Viernes, 6 de abril de 2007 | Hoy
EL PAíS › OPINION
Por Mario Wainfeld
La policía de Neuquén tiene fama de ser violenta y despótica. No hay un modo fiable de compararla con la de otras provincias pero, seguramente, no se diferenciará demasiado de la media, en todo caso no ha de ser una excepción a la tendencia dominante. Será de las peores, sin desentonar mucho.
La militancia social y gremial de Neuquén tiene tradición combativa y aguerrida, como tantas otras que se propagan en toda la geografía nacional.
El corte de rutas o de calles es un método de protesta muy expandido. Sus objetivos usuales son compensar asimetrías de poder, conseguir atención de las autoridades públicas y ganar visibilidad en medios locales y nacionales. Apelan a él colectivos de todas las clases sociales, piqueteros, vecinos indignados por las torres, asambleístas de Gualeguaychú, docentes, “gente del campo”. Los modos de protesta están mejor distribuidos que la riqueza.
Estas ligeras obviedades procuran inducir a pensar que, anteayer, el gobierno del Neuquén afrontaba un dilema que se va haciendo clásico para las autoridades nacionales o provinciales. Debía elegir entre hacerse cargo de los costos de un corte de ruta o reprimir. Jorge Sobisch privilegió la segunda variante. Nadie puede pensar que su intención era que un docente fuera masacrado por la policía. Pero es cabal que la factibilidad de ese desenlace estaba implícita en su decisión.
--------------------
Por favor, extrae textualmente de la columna sobre Neuquén el fragmento que empieza con las palabras que contienen "Viernes, 6 de" y termina con "sin desentonar mucho.". El listado no guarda ninguna relación con la columna.
--------------------
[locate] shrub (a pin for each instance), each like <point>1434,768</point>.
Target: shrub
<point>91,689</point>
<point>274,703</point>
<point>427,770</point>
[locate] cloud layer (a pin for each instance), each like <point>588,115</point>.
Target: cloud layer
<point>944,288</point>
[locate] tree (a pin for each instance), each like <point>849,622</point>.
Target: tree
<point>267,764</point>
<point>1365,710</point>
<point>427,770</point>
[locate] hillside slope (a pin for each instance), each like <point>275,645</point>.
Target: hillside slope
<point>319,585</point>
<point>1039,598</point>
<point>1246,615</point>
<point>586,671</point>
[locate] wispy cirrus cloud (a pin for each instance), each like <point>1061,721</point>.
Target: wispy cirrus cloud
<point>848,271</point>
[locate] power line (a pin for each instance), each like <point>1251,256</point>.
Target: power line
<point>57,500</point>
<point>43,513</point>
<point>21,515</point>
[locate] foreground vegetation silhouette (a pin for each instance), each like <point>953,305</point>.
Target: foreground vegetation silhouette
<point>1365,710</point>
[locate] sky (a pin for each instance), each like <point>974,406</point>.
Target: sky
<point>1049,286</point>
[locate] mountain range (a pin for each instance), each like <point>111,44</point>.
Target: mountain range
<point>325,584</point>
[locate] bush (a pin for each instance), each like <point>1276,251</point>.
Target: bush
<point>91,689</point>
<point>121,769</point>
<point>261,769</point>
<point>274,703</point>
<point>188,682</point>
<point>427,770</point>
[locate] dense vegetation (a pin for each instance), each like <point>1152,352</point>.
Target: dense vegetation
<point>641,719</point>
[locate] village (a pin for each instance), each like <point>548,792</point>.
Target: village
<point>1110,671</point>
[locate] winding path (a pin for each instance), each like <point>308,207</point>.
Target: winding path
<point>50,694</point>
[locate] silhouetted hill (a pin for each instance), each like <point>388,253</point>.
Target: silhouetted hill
--------------------
▸ **Resultado**:
Viernes, 6 de abril de 2007 | Hoy
EL PAíS › OPINION
Por Mario Wainfeld
La policía de Neuquén tiene fama de ser violenta y despótica. No hay un modo fiable de compararla con la de otras provincias pero, seguramente, no se diferenciará demasiado de la media, en todo caso no ha de ser una excepción a la tendencia dominante. Será de las peores, sin desentonar mucho.